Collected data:
◆ ◆ ◆ ◆ ◆

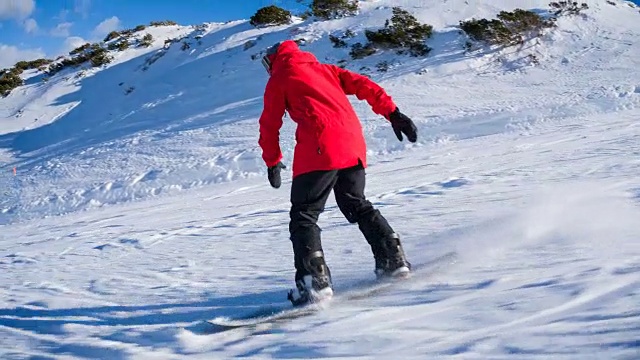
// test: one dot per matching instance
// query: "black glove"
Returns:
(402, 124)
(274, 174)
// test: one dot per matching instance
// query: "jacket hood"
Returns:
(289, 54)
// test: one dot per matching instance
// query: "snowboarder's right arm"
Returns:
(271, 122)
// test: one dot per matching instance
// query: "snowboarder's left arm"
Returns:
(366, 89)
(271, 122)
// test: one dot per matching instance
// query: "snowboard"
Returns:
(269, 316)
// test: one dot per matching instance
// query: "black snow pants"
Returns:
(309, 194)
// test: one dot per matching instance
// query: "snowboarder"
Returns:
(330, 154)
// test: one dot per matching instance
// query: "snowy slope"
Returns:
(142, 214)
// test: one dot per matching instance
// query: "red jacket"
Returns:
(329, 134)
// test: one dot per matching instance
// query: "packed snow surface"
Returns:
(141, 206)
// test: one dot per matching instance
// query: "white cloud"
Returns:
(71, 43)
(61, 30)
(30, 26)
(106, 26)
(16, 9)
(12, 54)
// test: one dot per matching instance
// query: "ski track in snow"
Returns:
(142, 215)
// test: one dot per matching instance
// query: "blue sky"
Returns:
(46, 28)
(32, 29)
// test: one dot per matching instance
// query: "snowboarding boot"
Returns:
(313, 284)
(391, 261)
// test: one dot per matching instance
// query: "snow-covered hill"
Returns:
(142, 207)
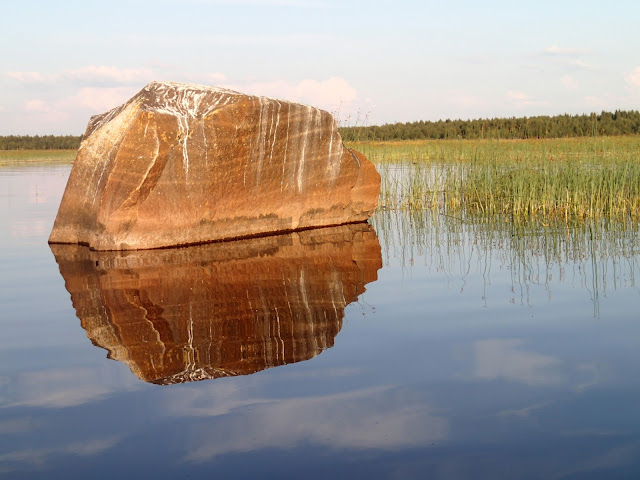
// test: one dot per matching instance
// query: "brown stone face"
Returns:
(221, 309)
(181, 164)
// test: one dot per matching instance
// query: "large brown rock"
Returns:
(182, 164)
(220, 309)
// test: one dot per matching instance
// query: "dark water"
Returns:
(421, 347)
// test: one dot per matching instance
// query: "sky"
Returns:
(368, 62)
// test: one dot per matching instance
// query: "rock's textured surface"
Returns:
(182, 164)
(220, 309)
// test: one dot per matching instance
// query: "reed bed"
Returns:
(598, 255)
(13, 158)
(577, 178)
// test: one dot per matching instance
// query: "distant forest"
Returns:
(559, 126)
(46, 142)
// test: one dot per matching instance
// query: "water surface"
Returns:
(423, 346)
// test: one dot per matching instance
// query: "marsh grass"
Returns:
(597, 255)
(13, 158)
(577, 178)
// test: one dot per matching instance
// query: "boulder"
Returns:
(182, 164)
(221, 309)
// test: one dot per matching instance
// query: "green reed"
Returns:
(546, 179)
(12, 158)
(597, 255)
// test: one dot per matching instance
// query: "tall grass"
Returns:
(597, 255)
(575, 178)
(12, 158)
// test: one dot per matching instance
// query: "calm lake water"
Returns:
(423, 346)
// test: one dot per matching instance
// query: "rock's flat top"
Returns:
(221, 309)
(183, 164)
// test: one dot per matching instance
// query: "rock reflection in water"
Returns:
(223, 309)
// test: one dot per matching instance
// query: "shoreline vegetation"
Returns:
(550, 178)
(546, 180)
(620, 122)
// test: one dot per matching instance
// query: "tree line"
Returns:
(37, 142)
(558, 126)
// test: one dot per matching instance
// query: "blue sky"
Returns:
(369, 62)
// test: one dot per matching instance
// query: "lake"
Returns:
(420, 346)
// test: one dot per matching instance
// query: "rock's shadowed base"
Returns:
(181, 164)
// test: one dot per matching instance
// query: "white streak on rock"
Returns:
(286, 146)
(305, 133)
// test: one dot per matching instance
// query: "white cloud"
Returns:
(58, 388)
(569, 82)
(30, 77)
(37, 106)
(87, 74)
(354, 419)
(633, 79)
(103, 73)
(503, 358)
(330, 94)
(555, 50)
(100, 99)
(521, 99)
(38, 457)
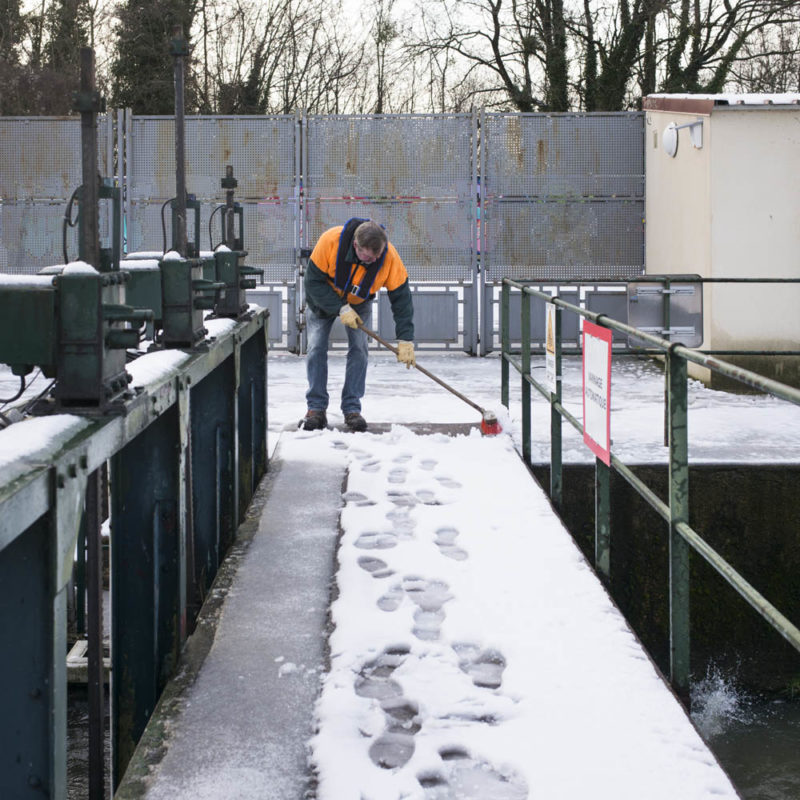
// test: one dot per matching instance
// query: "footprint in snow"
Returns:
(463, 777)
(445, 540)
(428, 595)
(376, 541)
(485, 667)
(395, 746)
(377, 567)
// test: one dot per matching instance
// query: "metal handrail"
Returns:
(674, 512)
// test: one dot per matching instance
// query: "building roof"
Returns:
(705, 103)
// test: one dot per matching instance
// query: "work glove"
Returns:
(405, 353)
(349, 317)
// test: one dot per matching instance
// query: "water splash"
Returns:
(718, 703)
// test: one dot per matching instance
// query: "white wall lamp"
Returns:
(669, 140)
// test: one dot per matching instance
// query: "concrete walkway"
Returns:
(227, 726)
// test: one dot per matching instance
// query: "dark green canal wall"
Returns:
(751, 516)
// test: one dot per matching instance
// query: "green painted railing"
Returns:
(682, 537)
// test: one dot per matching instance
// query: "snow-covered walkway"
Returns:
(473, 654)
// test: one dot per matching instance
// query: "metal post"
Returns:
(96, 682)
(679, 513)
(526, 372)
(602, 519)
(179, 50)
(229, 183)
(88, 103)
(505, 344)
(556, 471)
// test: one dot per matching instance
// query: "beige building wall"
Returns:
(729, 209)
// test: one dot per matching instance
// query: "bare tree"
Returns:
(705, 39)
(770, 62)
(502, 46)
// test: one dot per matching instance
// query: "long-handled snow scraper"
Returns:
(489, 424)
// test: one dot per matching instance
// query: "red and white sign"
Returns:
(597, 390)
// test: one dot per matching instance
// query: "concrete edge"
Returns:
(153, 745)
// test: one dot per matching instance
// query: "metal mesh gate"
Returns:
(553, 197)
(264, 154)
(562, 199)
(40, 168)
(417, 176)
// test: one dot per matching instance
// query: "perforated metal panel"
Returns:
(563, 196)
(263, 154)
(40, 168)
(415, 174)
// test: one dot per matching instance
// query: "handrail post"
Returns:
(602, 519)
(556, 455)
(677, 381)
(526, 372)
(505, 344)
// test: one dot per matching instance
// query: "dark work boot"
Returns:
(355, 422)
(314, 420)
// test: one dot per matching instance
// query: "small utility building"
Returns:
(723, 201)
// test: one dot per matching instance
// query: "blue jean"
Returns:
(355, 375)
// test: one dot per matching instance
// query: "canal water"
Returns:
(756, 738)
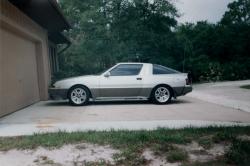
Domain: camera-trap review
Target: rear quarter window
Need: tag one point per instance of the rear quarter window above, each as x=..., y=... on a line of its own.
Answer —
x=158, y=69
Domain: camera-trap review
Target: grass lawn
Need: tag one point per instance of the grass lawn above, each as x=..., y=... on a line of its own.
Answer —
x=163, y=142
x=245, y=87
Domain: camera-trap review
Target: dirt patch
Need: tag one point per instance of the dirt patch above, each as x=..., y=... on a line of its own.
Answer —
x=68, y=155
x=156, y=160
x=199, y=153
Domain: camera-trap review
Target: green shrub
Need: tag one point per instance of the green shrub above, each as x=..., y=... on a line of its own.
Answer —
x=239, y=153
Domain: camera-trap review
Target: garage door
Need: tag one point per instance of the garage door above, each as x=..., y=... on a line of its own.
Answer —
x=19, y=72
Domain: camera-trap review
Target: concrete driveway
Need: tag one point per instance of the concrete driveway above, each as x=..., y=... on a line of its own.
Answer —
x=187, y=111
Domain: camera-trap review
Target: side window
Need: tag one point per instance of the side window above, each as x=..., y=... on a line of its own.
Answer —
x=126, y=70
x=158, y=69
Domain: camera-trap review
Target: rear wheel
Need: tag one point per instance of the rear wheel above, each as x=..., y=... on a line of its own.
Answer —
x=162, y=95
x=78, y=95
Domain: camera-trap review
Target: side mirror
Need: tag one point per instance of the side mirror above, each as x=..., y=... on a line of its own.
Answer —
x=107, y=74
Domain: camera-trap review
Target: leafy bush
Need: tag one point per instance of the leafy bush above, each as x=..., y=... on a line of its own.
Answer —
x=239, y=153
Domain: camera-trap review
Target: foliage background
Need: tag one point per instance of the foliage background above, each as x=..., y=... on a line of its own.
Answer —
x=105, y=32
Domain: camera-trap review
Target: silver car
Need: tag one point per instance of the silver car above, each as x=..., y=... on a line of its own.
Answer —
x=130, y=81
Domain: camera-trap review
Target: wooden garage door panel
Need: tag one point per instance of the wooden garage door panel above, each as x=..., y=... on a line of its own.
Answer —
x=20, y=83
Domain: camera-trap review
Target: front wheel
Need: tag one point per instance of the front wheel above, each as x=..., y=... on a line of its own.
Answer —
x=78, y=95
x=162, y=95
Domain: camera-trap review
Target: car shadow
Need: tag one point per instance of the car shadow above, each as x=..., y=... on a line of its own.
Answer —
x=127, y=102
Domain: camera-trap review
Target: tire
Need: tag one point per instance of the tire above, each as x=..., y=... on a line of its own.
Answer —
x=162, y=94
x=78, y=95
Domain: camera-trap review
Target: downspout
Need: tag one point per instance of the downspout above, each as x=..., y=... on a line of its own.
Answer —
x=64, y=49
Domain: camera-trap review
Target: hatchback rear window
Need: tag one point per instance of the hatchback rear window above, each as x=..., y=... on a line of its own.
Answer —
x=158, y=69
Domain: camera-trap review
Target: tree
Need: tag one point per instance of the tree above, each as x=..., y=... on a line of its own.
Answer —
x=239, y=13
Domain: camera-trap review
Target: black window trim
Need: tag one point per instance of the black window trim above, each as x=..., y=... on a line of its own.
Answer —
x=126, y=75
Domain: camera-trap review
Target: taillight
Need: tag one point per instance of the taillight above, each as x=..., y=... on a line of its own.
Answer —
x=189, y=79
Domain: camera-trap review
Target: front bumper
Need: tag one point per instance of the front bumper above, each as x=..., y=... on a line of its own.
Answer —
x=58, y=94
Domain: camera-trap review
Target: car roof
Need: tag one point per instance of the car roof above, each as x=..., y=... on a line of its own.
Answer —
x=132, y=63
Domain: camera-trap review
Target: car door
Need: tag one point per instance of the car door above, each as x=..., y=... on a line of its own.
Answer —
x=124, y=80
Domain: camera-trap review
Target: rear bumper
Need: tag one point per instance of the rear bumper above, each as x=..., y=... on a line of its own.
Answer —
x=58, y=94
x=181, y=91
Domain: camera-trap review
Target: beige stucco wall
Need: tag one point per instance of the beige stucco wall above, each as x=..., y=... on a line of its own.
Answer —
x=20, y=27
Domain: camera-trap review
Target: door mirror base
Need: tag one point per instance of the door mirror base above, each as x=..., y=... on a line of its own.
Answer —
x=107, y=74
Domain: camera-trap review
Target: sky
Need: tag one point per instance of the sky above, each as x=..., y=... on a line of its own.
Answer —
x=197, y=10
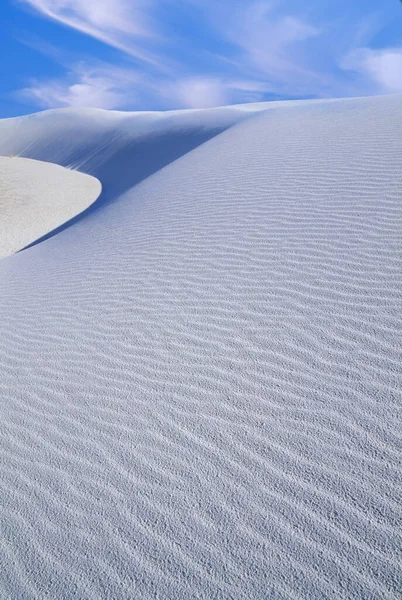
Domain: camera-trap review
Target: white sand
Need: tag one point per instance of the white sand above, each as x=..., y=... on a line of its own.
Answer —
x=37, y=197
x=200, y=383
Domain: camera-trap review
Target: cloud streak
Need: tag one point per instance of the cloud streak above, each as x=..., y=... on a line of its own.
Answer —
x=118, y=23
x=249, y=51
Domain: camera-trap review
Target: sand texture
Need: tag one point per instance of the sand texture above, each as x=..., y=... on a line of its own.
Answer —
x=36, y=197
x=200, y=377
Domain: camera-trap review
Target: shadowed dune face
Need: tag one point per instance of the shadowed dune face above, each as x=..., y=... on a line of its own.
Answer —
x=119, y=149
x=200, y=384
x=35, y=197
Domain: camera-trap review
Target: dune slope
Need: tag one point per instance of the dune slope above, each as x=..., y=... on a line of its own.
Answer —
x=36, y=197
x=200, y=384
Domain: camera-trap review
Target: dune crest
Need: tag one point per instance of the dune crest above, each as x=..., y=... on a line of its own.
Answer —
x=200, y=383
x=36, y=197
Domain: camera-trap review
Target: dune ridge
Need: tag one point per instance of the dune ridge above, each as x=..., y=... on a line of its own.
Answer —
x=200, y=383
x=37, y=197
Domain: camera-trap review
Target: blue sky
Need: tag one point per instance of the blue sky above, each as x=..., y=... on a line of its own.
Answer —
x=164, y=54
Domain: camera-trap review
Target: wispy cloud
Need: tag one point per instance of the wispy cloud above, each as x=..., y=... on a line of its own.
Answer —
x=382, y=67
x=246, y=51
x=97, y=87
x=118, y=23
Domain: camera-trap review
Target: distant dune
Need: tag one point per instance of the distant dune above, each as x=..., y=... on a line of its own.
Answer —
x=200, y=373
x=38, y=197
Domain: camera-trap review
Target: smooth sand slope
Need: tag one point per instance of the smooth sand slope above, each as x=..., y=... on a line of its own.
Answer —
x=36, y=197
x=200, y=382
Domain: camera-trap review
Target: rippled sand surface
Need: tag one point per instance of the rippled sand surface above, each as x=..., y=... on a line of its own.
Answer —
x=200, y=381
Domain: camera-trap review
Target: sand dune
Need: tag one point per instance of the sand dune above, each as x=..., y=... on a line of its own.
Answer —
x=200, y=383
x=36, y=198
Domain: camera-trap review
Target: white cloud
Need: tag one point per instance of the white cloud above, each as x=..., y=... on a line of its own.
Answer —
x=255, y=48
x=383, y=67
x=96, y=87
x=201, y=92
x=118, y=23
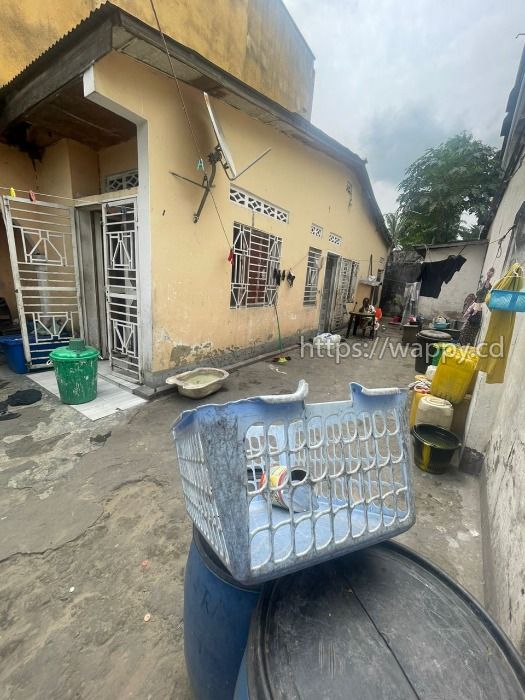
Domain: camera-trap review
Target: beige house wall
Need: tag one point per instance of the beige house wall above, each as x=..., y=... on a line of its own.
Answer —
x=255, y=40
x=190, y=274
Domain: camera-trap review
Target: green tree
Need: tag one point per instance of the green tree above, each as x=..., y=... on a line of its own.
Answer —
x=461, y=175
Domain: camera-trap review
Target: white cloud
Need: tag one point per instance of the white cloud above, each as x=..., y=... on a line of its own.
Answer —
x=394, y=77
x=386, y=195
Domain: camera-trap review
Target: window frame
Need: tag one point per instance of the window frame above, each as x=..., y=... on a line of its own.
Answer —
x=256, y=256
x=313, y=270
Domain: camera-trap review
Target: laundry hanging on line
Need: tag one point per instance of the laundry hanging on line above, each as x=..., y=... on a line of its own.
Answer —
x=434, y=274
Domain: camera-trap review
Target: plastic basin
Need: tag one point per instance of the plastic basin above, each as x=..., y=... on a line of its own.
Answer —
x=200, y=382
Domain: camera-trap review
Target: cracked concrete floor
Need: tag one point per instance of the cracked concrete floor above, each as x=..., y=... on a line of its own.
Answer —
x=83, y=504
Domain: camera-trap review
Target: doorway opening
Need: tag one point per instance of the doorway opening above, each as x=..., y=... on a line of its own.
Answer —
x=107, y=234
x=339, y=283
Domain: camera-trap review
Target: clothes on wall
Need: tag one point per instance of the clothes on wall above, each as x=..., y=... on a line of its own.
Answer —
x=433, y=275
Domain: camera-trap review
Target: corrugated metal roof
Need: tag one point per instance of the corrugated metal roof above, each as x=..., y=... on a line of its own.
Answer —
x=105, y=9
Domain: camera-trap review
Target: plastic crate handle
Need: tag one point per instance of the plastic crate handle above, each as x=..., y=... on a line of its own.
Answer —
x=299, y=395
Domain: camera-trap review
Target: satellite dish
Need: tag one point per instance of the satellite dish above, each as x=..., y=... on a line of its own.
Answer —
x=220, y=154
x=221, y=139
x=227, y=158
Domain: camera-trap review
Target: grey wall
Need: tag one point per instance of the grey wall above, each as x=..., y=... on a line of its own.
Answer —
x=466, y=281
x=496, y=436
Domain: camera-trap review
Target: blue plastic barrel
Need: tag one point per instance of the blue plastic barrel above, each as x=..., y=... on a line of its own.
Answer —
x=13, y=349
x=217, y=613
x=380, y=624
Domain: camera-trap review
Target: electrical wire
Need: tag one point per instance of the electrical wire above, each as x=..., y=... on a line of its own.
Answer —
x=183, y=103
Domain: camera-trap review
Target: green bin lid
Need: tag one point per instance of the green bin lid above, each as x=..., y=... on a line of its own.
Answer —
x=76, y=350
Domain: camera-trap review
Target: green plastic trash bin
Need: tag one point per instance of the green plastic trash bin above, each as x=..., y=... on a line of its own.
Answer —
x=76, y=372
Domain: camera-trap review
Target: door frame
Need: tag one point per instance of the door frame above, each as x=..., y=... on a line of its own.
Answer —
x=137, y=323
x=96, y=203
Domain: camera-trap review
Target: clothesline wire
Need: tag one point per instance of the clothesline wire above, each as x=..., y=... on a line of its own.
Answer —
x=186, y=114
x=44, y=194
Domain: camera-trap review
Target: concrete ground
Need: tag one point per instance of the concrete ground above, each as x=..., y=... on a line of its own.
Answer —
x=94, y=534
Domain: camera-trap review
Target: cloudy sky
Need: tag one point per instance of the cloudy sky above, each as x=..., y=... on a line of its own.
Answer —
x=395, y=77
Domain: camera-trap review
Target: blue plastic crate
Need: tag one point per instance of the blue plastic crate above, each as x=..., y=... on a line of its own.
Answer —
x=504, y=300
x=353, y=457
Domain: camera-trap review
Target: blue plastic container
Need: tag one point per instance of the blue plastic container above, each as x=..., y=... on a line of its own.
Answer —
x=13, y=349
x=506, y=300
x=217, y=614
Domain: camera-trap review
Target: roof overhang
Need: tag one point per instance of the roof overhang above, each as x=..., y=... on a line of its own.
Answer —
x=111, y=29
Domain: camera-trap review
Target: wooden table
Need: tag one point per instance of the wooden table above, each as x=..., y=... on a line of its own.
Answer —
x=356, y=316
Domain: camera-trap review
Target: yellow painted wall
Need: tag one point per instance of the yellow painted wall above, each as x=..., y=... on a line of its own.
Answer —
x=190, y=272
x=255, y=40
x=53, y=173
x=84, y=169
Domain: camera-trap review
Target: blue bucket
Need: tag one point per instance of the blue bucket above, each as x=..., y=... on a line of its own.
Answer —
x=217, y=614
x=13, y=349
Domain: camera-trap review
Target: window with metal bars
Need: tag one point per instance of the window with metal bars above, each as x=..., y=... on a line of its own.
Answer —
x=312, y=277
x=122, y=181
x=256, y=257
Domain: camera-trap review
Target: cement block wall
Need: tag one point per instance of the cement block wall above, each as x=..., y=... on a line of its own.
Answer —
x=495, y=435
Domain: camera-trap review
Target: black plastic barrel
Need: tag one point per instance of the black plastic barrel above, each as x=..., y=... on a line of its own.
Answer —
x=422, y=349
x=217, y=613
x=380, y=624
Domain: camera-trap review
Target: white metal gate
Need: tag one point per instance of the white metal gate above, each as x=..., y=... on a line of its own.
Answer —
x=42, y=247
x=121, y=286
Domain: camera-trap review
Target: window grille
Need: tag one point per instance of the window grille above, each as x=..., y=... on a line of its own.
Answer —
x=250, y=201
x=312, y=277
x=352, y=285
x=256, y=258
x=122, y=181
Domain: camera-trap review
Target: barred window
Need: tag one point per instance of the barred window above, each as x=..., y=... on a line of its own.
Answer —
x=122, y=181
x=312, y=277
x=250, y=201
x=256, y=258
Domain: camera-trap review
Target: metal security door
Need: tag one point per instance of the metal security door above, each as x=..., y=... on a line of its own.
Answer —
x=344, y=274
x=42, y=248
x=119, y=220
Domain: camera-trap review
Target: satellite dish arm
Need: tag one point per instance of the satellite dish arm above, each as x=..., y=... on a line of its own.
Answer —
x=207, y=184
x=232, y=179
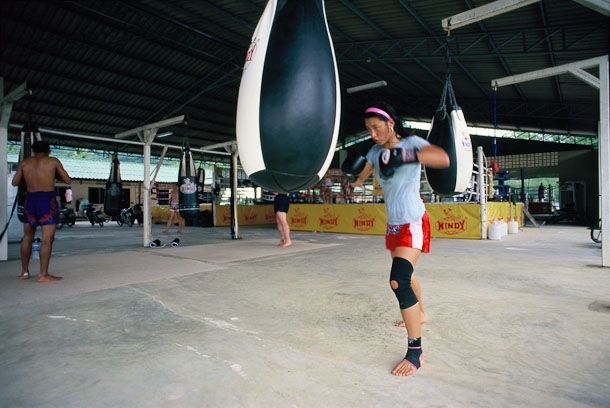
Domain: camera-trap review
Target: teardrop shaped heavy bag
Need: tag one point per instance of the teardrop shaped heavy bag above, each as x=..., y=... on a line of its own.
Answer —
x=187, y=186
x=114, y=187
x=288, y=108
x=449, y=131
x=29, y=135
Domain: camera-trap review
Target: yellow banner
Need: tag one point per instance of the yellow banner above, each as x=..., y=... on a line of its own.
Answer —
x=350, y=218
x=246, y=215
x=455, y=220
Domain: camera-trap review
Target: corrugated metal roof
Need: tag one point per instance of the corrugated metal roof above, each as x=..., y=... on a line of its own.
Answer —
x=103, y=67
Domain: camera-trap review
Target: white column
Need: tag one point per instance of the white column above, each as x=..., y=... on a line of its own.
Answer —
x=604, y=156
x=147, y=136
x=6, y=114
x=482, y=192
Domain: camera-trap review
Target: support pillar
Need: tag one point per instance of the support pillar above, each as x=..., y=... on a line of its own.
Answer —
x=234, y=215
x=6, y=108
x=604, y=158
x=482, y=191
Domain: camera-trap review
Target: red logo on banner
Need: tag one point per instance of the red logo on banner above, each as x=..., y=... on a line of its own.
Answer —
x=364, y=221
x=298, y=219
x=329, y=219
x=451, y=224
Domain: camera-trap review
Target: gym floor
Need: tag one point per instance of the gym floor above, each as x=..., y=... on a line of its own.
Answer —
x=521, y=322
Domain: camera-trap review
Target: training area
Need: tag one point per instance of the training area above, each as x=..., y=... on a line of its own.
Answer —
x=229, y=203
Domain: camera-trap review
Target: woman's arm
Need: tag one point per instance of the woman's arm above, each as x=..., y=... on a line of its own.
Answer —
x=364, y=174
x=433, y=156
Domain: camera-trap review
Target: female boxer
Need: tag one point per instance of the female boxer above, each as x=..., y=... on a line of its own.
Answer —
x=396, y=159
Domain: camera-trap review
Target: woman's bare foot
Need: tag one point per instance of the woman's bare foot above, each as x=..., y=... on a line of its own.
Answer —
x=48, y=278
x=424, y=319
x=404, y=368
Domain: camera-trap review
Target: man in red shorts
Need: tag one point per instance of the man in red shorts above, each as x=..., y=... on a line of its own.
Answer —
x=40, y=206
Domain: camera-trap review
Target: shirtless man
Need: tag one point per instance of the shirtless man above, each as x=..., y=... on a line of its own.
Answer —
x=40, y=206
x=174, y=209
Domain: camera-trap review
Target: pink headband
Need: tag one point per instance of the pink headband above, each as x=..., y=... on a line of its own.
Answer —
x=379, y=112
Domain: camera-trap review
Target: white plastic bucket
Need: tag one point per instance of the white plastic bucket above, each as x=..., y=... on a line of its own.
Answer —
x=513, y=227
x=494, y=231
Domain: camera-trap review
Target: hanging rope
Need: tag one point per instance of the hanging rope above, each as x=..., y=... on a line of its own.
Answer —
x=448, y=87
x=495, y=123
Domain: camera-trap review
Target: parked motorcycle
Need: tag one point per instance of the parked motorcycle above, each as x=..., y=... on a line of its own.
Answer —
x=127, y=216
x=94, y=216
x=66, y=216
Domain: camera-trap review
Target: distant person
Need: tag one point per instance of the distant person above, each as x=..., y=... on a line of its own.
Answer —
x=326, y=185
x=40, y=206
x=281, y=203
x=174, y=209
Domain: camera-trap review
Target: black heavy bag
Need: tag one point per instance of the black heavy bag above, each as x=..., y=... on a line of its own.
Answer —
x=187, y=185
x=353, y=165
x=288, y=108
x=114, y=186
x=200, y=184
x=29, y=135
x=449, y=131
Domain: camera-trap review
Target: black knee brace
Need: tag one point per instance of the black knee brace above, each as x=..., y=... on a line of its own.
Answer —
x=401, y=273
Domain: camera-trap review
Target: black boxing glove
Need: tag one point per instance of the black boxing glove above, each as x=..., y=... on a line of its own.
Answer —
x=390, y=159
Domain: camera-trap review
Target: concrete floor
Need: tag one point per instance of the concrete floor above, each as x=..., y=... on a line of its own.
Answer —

◆ ◆ ◆ ◆ ◆

* _The task_:
From the collected data above, pick out every line that contains the word "panel" and copy each one in full.

* _Solution to this exercise_:
// query: "perforated metal panel"
Target: wooden garage door panel
Need: tag one point per instance of the wooden garage door panel above, each as x=..., y=... on a line of its own.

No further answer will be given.